* Excerpt
[PATCH v2 24/33] user: support ns lookup

Christian Brauner posted 33 patches 2 weeks, 6 days ago
[PATCH v2 24/33] user: support ns lookup
Posted by Christian Brauner 2 weeks, 6 days ago
Support the generic ns lookup infrastructure to support file handles for
namespaces.

Signed-off-by: Christian Brauner <brauner@kernel.org>
---
 kernel/user_namespace.c | 7 ++++++-
 1 file changed, 6 insertions(+), 1 deletion(-)

diff --git a/kernel/user_namespace.c b/kernel/user_namespace.c
index 98f4fe84d039..ade5b6806c5c 100644
--- a/kernel/user_namespace.c
+++ b/kernel/user_namespace.c
@@ -21,6 +21,7 @@
 #include <linux/fs_struct.h>
 #include <linux/bsearch.h>
 #include <linux/sort.h>
+#include <linux/nstree.h>
 
 static struct kmem_cache *user_ns_cachep __ro_after_init;
 static DEFINE_MUTEX(userns_state_mutex);
@@ -158,6 +159,7 @@ int create_user_ns(struct cred *new)
 		goto fail_keyring;
 
 	set_cred_user_ns(new, ns);
+	ns_tree_add(ns);
 	return 0;
 fail_keyring:
 #ifdef CONFIG_PERSISTENT_KEYRINGS
@@ -200,6 +202,7 @@ static void free_user_ns(struct work_struct *work)
 	do {
 		struct ucounts *ucounts = ns->ucounts;
 		parent = ns->parent;
+		ns_tree_remove(ns);
 		if (ns->gid_map.nr_extents > UID_GID_MAP_MAX_BASE_EXTENTS) {
 			kfree(ns->gid_map.forward);
 			kfree(ns->gid_map.reverse);
@@ -218,7 +221,8 @@ static void free_user_ns(struct work_struct *work)
 		retire_userns_sysctls(ns);
 		key_free_user_ns(ns);
 		ns_free_inum(&ns->ns);
-		kmem_cache_free(user_ns_cachep, ns);
+		/* Concurrent nstree traversal depends on a grace period. */
+		kfree_rcu(ns, ns.ns_rcu);
 		dec_user_namespaces(ucounts);
 		ns = parent;
 	} while (refcount_dec_and_test(&parent->ns.count));
@@ -1412,6 +1416,7 @@ const struct proc_ns_operations userns_operations = {
 static __init int user_namespaces_init(void)
 {
 	user_ns_cachep = KMEM_CACHE(user_namespace, SLAB_PANIC | SLAB_ACCOUNT);
+	ns_tree_add(&init_user_ns);
 	return 0;
 }
 subsys_initcall(user_namespaces_init);

-- 
2.47.3
Re: [PATCH v2 24/33] user: support ns lookup
Posted by Jan Kara 2 weeks, 3 days ago
On Fri 12-09-25 13:52:47, Christian Brauner wrote:
> Support the generic ns lookup infrastructure to support file handles for
> namespaces.
> 
> Signed-off-by: Christian Brauner <brauner@kernel.org>
...

* Dataset content
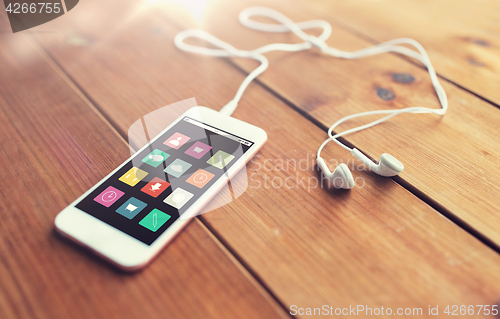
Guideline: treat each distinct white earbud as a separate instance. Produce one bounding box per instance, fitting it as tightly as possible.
[351,148,405,177]
[316,157,354,189]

* Required work
Carry on the user namespace patch thread from the point where it stops. This material comes from a different source than the user namespace patch thread.

* In response
> @@ -200,6 +202,7 @@ static void free_user_ns(struct work_struct *work)
>  	do {
>  		struct ucounts *ucounts = ns->ucounts;
>  		parent = ns->parent;
> +		ns_tree_remove(ns);
>  		if (ns->gid_map.nr_extents > UID_GID_MAP_MAX_BASE_EXTENTS) {
>  			kfree(ns->gid_map.forward);
>  			kfree(ns->gid_map.reverse);
> @@ -218,7 +221,8 @@ static void free_user_ns(struct work_struct *work)
>  		retire_userns_sysctls(ns);
>  		key_free_user_ns(ns);
>  		ns_free_inum(&ns->ns);
> -		kmem_cache_free(user_ns_cachep, ns);
> +		/* Concurrent nstree traversal depends on a grace period. */
> +		kfree_rcu(ns, ns.ns_rcu);

So this is correct for now but it's a bit of a landmine. A lot of stuff
that ns references is kfreed before the RCU expires. Thus if you lookup ns
using id, then even if you're under RCU protection you have to be very
careful about what you can and cannot dereference. IMHO this deserves a
careful documentation at least or, preferably, split free_user_ns() into
pre and post-RCU period parts...

								Honza

-- 
Jan Kara <jack@suse.com>
SUSE Labs, CR
Re: [PATCH v2 24/33] user: support ns lookup
Posted by Christian Brauner 2 weeks, 3 days ago
On Mon, Sep 15, 2025 at 02:11:55PM +0200, Jan Kara wrote:
> On Fri 12-09-25 13:52:47, Christian Brauner wrote:
> > Support the generic ns lookup infrastructure to support file handles for
> > namespaces.
> > 
> > Signed-off-by: Christian Brauner <brauner@kernel.org>
> ...
> > @@ -200,6 +202,7 @@ static void free_user_ns(struct work_struct *work)
> >  	do {
> >  		struct ucounts *ucounts = ns->ucounts;
> >  		parent = ns->parent;
> > +		ns_tree_remove(ns);
> >  		if (ns->gid_map.nr_extents > UID_GID_MAP_MAX_BASE_EXTENTS) {
> >  			kfree(ns->gid_map.forward);
> >  			kfree(ns->gid_map.reverse);
> > @@ -218,7 +221,8 @@ static void free_user_ns(struct work_struct *work)
> >  		retire_userns_sysctls(ns);
> >  		key_free_user_ns(ns);
> >  		ns_free_inum(&ns->ns);
> > -		kmem_cache_free(user_ns_cachep, ns);
> > +		/* Concurrent nstree traversal depends on a grace period. */
> > +		kfree_rcu(ns, ns.ns_rcu);
> 
> So this is correct for now but it's a bit of a landmine. A lot of stuff
> that ns references is kfreed before the RCU expires. Thus if you lookup ns
> using id, then even if you're under RCU protection you have to be very
> careful about what you can and cannot dereference. IMHO this deserves a
> careful documentation at least or, preferably, split free_user_ns() into
> pre and post-RCU period parts...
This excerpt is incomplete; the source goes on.